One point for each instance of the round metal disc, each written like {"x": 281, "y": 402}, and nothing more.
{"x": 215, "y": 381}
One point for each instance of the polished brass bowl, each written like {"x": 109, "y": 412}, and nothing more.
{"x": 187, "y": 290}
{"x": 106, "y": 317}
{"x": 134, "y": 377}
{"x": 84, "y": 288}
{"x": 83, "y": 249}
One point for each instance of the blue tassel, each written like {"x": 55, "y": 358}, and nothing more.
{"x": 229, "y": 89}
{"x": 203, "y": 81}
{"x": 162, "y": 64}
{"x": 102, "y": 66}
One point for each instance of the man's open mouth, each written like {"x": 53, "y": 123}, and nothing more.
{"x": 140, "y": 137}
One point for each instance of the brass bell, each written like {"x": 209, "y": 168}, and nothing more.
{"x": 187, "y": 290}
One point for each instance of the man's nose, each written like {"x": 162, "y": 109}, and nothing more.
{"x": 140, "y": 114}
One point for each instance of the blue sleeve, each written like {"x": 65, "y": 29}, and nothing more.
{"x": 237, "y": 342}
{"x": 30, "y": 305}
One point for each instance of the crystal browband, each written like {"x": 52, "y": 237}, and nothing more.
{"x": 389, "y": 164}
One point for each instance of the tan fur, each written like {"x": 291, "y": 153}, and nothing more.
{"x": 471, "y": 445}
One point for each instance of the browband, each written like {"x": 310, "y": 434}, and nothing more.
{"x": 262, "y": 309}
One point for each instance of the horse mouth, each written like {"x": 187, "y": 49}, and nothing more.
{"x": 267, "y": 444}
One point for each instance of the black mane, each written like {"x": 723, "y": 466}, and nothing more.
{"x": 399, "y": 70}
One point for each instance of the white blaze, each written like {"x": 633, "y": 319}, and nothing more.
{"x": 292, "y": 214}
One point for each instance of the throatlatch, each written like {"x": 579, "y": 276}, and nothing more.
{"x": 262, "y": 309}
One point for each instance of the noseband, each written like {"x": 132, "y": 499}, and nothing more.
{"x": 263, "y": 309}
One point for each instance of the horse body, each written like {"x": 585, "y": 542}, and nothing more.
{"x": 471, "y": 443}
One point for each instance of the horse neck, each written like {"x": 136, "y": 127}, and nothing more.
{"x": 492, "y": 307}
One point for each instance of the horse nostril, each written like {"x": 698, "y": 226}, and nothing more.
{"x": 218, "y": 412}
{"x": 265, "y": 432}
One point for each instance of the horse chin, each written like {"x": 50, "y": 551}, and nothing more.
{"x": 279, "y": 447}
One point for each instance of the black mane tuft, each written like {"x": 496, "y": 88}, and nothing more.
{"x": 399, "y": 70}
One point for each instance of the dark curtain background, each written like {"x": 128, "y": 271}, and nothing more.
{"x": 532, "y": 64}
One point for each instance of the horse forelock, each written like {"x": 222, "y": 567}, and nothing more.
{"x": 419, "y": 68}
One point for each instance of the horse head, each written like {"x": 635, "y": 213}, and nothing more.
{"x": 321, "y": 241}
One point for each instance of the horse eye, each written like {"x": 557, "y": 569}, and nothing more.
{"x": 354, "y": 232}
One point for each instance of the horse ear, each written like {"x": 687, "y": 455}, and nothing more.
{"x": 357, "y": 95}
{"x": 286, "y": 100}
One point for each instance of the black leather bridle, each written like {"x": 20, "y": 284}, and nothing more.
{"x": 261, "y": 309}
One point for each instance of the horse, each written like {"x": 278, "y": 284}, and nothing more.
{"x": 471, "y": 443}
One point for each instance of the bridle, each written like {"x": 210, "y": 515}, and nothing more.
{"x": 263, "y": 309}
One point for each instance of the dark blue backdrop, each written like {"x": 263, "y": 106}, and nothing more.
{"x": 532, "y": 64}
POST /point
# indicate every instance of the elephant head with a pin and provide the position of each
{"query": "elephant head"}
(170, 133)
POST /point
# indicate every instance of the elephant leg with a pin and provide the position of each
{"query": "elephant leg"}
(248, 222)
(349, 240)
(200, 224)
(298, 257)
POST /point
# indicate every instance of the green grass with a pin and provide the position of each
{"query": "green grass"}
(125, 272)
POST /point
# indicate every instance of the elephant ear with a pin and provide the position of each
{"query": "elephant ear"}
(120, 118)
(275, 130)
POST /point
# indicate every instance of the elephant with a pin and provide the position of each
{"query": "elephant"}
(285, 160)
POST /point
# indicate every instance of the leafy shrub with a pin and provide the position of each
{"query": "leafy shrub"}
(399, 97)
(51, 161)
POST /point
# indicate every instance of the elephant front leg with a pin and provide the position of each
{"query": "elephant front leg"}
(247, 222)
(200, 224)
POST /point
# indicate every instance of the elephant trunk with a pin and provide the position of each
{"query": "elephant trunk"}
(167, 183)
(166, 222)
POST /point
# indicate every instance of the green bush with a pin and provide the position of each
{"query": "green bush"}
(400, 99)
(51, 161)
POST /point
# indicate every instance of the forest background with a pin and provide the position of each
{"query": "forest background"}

+ + + + + + +

** AIM OF THE TASK **
Every record must be output again with its wording unchanged.

** EXERCISE SOLUTION **
One point for each instance of the round metal disc, each written like {"x": 281, "y": 402}, and nothing more.
{"x": 215, "y": 381}
One point for each instance of the polished brass bowl, each written like {"x": 109, "y": 412}, and nothing more.
{"x": 187, "y": 290}
{"x": 106, "y": 317}
{"x": 134, "y": 377}
{"x": 84, "y": 288}
{"x": 83, "y": 249}
One point for each instance of the blue tassel, each written like {"x": 55, "y": 358}, and nothing more.
{"x": 229, "y": 89}
{"x": 203, "y": 81}
{"x": 162, "y": 64}
{"x": 102, "y": 66}
One point for each instance of the man's open mouth, each written like {"x": 53, "y": 123}, and nothing more.
{"x": 140, "y": 137}
One point for each instance of the brass bell, each written like {"x": 209, "y": 168}, and nothing more.
{"x": 187, "y": 290}
One point for each instance of the man's nose, each written like {"x": 162, "y": 109}, and nothing more.
{"x": 140, "y": 114}
One point for each instance of the blue sleeve, each written like {"x": 65, "y": 29}, and nothing more.
{"x": 237, "y": 342}
{"x": 30, "y": 305}
One point for each instance of the crystal browband, each written like {"x": 52, "y": 237}, and nothing more.
{"x": 389, "y": 164}
One point for each instance of the tan fur, each written like {"x": 291, "y": 153}, and nothing more.
{"x": 471, "y": 445}
One point for each instance of the browband, each written like {"x": 310, "y": 434}, and nothing more.
{"x": 262, "y": 309}
One point for each instance of the horse mouth, each written like {"x": 187, "y": 49}, and nothing more.
{"x": 267, "y": 444}
One point for each instance of the black mane, each written like {"x": 723, "y": 466}, and nothing more.
{"x": 399, "y": 70}
One point for each instance of the white blaze, each written like {"x": 633, "y": 319}, and nothing more.
{"x": 292, "y": 214}
One point for each instance of the throatlatch, each written like {"x": 579, "y": 276}, and nothing more.
{"x": 262, "y": 309}
One point for each instance of the noseband, each written like {"x": 132, "y": 499}, and nothing more.
{"x": 263, "y": 309}
One point for each instance of the horse body, each written like {"x": 585, "y": 542}, and nothing more.
{"x": 471, "y": 443}
One point for each instance of the horse neck, each written like {"x": 136, "y": 127}, and nothing more.
{"x": 492, "y": 307}
One point for each instance of the horse nostril, each written like {"x": 698, "y": 226}, and nothing more.
{"x": 218, "y": 412}
{"x": 265, "y": 432}
One point for each instance of the horse chin, each written like {"x": 50, "y": 551}, and nothing more.
{"x": 279, "y": 447}
One point for each instance of the black mane tuft, each written like {"x": 496, "y": 88}, and nothing more.
{"x": 399, "y": 70}
One point for each instance of the dark curtain background, each written like {"x": 128, "y": 271}, and nothing more.
{"x": 532, "y": 64}
One point for each instance of the horse forelock, each written like {"x": 222, "y": 567}, and nothing more.
{"x": 419, "y": 68}
One point for each instance of the horse head, each written like {"x": 635, "y": 213}, and nothing more.
{"x": 321, "y": 241}
One point for each instance of the horse eye, each written like {"x": 557, "y": 569}, and nothing more.
{"x": 354, "y": 232}
One point for each instance of the horse ear, each written like {"x": 687, "y": 455}, and nothing more.
{"x": 357, "y": 95}
{"x": 286, "y": 100}
One point for each instance of the black leather bridle, each written like {"x": 20, "y": 284}, and nothing more.
{"x": 261, "y": 309}
One point for each instance of the horse, each written like {"x": 278, "y": 284}, and nothing more.
{"x": 471, "y": 443}
One point for each instance of the bridle, each written like {"x": 210, "y": 515}, and nothing more.
{"x": 263, "y": 309}
One point for each instance of the dark blue backdrop, each written like {"x": 263, "y": 106}, and nothing more.
{"x": 532, "y": 64}
POST /point
# indicate every instance of the elephant head with a pin and provide the position of each
{"query": "elephant head"}
(170, 133)
POST /point
# indicate every instance of the elephant leg with a pin and provide the position of each
{"query": "elephant leg"}
(248, 222)
(349, 240)
(200, 224)
(298, 257)
POST /point
# indicate every instance of the green grass with a pin and provide the position of each
{"query": "green grass"}
(125, 272)
POST /point
# indicate every instance of the elephant ear with a pin and provide the position of each
{"query": "elephant ear"}
(120, 118)
(275, 130)
POST /point
# indicate every instance of the elephant with a pin and provide the position of each
{"query": "elephant"}
(285, 160)
POST /point
# indicate every instance of the leafy shrub with a pin and provide the position of each
{"query": "leafy shrub"}
(399, 97)
(51, 161)
POST /point
# indicate every instance of the elephant front leg with a pin and provide the position of each
{"query": "elephant front leg"}
(247, 222)
(200, 224)
POST /point
# indicate every instance of the elephant trunk with a pin and provide the position of each
{"query": "elephant trunk"}
(167, 183)
(166, 222)
POST /point
# indicate every instance of the green bush with a pin and provide the position of each
{"query": "green bush"}
(400, 99)
(51, 161)
POST /point
# indicate every instance of the forest background with a pin and provide the position of each
{"query": "forest background"}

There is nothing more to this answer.